Where does the word "wheel" occur in the entries below? Copy every line that has it.

(Data to process):
##########
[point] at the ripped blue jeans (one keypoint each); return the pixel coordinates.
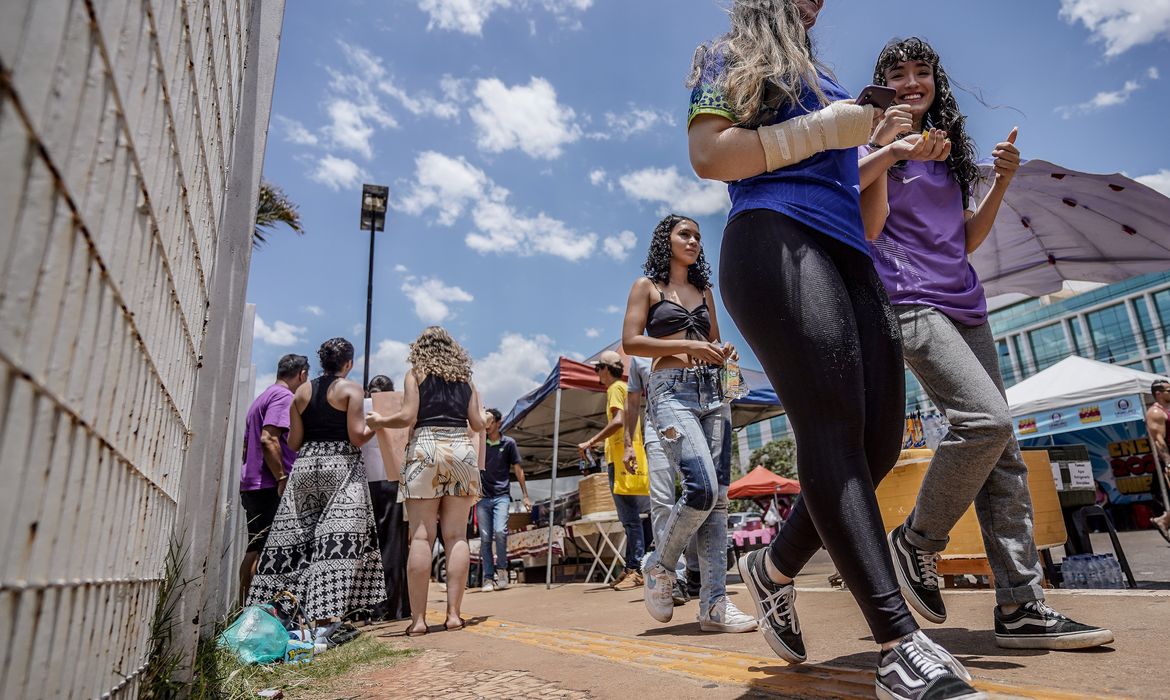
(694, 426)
##########
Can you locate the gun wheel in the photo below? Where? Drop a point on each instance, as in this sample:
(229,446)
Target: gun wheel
##########
(Solution to the exercise):
Can you locate the gun wheel in the photo below? Where? Drop a point on each instance, as in this sample:
Target: gun wheel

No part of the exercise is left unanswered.